> [Document segment]
This word, then, and this wisdom, by the imitation of which we are said to be either wise or rational (beings), becomes all things to all men, that it may gain all; and because it is made weak, it is therefore said of it, Though He was crucified through weakness, yet He lives by the power of God. Finally, to the Corinthians who were weak, Paul declares that he knew nothing, save Jesus Christ, and Him crucified.

32. Some, indeed, would have the following language of the apostle applied to the soul itself, as soon as it had assumed flesh from Mary, viz., Who, being in the form of God, thought it not robbery to be equal with God, but divested Himself (of His glory) taking upon Himself the form of a servant; since He undoubtedly restored it to the form of God by means of better examples and training, and recalled it to that fullness of which He had divested Himself.

> [Listed records]
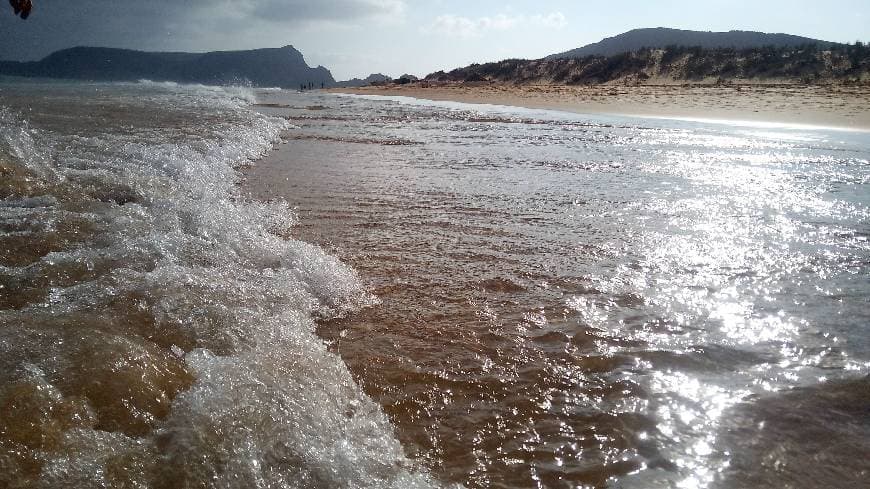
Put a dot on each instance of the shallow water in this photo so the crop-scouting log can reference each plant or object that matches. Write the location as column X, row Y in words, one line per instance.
column 414, row 295
column 577, row 302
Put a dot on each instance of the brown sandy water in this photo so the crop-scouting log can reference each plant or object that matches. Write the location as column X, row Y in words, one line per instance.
column 572, row 303
column 408, row 295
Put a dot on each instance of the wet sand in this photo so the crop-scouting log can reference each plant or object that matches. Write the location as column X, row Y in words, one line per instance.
column 829, row 106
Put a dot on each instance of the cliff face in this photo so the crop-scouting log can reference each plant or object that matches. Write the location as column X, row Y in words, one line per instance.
column 273, row 67
column 661, row 37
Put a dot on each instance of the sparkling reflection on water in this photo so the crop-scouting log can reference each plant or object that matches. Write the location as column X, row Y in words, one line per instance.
column 569, row 302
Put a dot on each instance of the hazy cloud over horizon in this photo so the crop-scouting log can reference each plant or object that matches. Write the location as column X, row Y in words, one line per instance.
column 464, row 27
column 358, row 37
column 171, row 24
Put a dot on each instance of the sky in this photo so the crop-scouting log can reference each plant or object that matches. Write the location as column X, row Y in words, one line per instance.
column 356, row 37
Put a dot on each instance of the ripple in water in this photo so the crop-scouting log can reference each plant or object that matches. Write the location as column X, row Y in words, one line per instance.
column 582, row 303
column 156, row 329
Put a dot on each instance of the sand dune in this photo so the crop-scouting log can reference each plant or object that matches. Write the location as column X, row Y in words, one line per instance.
column 834, row 106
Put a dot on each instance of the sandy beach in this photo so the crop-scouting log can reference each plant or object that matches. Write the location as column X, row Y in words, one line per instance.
column 829, row 106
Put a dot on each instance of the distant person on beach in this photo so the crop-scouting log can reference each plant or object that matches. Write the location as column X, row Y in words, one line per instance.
column 22, row 7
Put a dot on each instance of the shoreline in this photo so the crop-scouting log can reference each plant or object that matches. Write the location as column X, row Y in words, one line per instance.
column 837, row 107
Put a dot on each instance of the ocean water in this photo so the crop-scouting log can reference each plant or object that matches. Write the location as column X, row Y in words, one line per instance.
column 228, row 287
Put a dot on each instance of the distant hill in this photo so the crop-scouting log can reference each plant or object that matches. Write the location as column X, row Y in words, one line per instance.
column 356, row 82
column 272, row 67
column 661, row 37
column 802, row 64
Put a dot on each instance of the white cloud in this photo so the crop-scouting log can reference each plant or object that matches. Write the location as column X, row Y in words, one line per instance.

> [What to produce]
From the passage on the Word and wisdom, extract the portion that begins with "32. Some, indeed, would" and stops after "had divested Himself.", copying every word unchanged.

> [Output of the task]
32. Some, indeed, would have the following language of the apostle applied to the soul itself, as soon as it had assumed flesh from Mary, viz., Who, being in the form of God, thought it not robbery to be equal with God, but divested Himself (of His glory) taking upon Himself the form of a servant; since He undoubtedly restored it to the form of God by means of better examples and training, and recalled it to that fullness of which He had divested Himself.